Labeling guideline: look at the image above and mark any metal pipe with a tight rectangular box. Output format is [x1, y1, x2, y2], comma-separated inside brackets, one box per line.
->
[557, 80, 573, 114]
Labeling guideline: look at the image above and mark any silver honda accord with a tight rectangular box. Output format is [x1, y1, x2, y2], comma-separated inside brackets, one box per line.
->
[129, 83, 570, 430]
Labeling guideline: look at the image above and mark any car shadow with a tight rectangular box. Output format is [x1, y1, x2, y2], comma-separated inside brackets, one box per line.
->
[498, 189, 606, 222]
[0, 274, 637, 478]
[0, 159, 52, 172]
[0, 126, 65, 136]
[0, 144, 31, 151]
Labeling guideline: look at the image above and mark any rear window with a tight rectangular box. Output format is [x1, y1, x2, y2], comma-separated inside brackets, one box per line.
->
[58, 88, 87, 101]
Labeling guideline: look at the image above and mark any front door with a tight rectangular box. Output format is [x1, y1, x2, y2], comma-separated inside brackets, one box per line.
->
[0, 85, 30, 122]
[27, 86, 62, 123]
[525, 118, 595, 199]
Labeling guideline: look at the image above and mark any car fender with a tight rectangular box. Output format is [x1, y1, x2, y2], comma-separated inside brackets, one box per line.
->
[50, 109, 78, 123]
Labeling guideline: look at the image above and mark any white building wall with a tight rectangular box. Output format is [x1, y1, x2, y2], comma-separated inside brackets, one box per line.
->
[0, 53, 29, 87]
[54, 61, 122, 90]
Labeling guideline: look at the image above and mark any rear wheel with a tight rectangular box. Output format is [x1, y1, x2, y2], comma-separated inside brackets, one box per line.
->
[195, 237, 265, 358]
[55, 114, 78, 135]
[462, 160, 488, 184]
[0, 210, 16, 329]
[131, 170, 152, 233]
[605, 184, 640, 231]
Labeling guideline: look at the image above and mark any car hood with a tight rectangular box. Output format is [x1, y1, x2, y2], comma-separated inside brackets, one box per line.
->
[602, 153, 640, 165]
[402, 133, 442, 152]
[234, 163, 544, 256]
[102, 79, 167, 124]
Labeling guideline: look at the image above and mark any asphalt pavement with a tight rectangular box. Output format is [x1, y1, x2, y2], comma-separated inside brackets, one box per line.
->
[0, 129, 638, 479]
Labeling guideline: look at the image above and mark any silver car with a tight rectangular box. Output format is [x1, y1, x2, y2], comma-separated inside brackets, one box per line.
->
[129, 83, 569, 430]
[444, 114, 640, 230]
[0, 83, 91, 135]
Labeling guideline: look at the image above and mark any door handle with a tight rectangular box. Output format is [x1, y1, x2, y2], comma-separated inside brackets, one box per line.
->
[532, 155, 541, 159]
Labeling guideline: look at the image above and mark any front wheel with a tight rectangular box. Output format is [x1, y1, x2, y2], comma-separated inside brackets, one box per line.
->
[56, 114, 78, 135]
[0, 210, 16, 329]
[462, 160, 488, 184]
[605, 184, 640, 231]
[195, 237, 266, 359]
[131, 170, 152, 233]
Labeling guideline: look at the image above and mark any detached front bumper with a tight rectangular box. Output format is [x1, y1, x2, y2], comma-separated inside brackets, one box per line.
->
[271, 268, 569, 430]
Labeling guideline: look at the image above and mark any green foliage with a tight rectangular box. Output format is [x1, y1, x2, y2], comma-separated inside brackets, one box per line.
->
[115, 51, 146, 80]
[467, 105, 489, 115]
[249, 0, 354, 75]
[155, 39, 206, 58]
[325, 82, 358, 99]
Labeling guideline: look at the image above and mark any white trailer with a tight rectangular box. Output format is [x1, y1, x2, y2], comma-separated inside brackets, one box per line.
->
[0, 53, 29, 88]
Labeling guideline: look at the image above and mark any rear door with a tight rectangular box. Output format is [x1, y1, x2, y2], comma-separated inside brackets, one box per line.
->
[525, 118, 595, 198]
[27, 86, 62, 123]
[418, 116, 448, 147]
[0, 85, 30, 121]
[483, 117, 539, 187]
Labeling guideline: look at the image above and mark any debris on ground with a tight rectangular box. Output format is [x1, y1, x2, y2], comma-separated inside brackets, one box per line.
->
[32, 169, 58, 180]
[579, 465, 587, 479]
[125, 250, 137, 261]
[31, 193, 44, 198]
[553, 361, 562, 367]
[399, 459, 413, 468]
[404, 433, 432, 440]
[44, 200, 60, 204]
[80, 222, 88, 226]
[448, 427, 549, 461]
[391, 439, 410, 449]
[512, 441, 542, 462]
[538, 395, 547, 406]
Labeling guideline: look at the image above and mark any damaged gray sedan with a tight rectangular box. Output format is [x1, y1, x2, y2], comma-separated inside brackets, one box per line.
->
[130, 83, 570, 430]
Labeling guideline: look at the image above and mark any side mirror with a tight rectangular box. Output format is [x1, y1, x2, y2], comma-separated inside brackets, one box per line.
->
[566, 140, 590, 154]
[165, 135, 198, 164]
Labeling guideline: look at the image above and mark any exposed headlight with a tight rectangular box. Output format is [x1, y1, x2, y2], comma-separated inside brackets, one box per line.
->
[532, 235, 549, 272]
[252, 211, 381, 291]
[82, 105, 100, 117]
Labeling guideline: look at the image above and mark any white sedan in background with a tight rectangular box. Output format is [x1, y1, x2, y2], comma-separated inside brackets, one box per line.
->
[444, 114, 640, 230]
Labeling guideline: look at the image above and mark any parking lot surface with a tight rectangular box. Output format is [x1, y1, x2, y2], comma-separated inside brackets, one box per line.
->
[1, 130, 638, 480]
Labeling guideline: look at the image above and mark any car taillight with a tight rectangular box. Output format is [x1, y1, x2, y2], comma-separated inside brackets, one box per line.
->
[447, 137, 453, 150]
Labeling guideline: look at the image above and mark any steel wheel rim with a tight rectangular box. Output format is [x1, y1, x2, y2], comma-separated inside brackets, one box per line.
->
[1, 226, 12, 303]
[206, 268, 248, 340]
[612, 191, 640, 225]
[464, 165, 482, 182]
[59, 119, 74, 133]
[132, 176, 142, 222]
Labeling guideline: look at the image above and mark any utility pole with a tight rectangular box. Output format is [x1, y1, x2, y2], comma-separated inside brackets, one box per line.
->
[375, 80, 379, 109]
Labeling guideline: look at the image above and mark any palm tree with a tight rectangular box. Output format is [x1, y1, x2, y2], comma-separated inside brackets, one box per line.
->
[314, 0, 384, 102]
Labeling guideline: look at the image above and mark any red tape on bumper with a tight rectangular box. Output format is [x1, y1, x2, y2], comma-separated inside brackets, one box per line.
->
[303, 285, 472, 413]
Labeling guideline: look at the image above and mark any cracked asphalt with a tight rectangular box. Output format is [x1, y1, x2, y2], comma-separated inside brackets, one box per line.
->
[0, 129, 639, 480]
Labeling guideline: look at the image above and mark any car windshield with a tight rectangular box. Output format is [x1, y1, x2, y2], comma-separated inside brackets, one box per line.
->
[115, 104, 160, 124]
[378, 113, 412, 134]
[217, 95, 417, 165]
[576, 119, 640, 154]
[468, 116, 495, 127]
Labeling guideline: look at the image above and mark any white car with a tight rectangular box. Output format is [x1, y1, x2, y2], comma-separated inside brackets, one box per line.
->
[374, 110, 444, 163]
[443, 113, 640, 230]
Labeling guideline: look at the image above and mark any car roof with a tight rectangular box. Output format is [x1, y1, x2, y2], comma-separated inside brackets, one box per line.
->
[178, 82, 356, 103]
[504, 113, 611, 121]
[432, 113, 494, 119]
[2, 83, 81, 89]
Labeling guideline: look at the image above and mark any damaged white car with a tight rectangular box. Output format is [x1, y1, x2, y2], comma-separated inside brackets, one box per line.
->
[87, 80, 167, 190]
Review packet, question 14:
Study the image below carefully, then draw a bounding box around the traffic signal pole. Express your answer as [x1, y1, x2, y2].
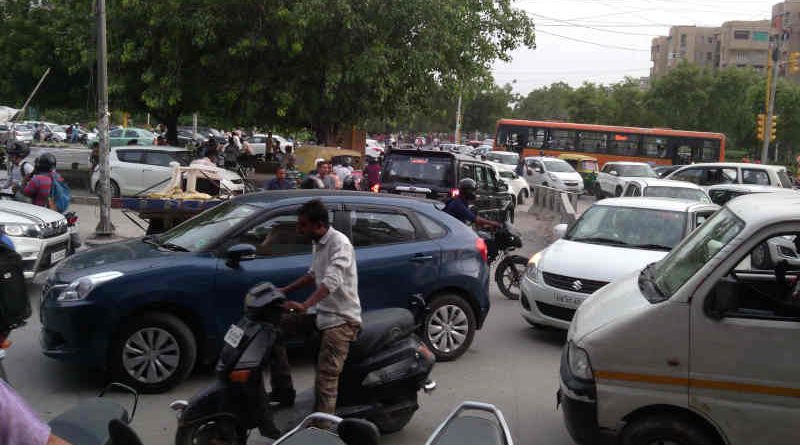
[762, 45, 780, 163]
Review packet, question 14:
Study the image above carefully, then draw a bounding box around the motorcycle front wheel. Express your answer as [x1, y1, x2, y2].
[175, 418, 247, 445]
[495, 255, 529, 300]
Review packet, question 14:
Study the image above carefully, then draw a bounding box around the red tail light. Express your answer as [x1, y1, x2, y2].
[450, 188, 460, 198]
[371, 184, 380, 193]
[229, 370, 251, 383]
[476, 238, 488, 263]
[67, 216, 78, 225]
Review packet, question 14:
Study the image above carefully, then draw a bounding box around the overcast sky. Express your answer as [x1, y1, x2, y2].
[493, 0, 779, 95]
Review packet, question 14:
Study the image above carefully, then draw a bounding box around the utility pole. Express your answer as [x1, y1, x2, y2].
[454, 92, 462, 144]
[95, 0, 114, 236]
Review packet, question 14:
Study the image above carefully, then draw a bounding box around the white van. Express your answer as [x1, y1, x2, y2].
[559, 192, 800, 445]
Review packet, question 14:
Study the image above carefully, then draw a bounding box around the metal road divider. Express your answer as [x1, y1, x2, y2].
[527, 185, 580, 225]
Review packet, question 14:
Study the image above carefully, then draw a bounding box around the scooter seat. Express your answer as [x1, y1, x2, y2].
[429, 415, 505, 445]
[348, 308, 414, 362]
[49, 398, 129, 445]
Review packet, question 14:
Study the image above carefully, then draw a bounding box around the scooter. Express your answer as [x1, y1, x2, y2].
[171, 283, 436, 445]
[480, 221, 527, 300]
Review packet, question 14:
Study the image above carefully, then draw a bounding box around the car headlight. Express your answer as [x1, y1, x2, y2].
[567, 341, 593, 381]
[526, 252, 542, 282]
[2, 223, 41, 238]
[58, 271, 124, 302]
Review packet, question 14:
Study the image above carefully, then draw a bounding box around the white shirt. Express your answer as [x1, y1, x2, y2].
[309, 227, 362, 329]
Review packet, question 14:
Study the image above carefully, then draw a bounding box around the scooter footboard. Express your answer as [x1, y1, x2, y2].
[49, 399, 129, 445]
[179, 379, 268, 430]
[424, 401, 513, 445]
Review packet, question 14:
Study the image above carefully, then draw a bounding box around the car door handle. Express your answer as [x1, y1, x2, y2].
[410, 254, 434, 263]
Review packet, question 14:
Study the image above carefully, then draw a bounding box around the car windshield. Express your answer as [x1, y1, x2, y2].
[645, 186, 709, 202]
[155, 201, 259, 251]
[543, 160, 575, 173]
[565, 205, 687, 251]
[382, 154, 453, 187]
[650, 208, 744, 300]
[618, 164, 657, 178]
[487, 152, 518, 165]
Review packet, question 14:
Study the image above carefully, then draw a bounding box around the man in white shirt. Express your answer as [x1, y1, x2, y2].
[271, 199, 362, 414]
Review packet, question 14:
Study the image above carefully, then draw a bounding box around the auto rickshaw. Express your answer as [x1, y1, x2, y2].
[558, 153, 599, 191]
[294, 145, 364, 174]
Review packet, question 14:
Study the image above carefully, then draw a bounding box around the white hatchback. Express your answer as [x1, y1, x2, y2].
[520, 197, 719, 330]
[595, 161, 657, 198]
[524, 156, 584, 192]
[91, 146, 244, 197]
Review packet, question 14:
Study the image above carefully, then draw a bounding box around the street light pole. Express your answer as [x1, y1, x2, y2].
[454, 92, 462, 144]
[95, 0, 114, 235]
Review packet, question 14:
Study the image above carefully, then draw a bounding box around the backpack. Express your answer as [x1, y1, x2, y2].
[48, 173, 71, 213]
[0, 243, 30, 333]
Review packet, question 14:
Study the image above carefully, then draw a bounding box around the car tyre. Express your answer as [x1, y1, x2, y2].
[620, 413, 718, 445]
[96, 180, 121, 198]
[517, 191, 525, 205]
[111, 312, 197, 394]
[422, 294, 476, 362]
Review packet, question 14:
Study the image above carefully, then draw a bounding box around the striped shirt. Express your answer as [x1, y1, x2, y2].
[23, 172, 64, 208]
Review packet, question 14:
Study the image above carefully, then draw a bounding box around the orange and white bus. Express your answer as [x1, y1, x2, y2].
[493, 119, 725, 167]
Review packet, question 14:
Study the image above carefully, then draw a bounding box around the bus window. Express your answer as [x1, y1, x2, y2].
[701, 140, 720, 161]
[577, 131, 607, 153]
[497, 125, 531, 153]
[528, 128, 547, 149]
[609, 133, 641, 156]
[643, 136, 668, 158]
[549, 129, 577, 151]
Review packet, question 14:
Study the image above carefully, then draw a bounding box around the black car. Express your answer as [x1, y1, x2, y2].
[380, 149, 515, 222]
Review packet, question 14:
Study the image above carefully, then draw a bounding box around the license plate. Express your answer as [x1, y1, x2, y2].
[400, 192, 426, 198]
[554, 293, 583, 307]
[224, 324, 244, 348]
[51, 249, 66, 264]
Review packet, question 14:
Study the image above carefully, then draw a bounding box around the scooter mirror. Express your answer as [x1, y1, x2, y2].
[338, 418, 381, 445]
◆ ◆ ◆ ◆ ◆ ◆ ◆
(YOUR ASSIGNMENT)
Check each line of the data above for the word "bumper" and say how many lines contain it, giving nothing besides the number.

(EXPECTED ANSWER)
2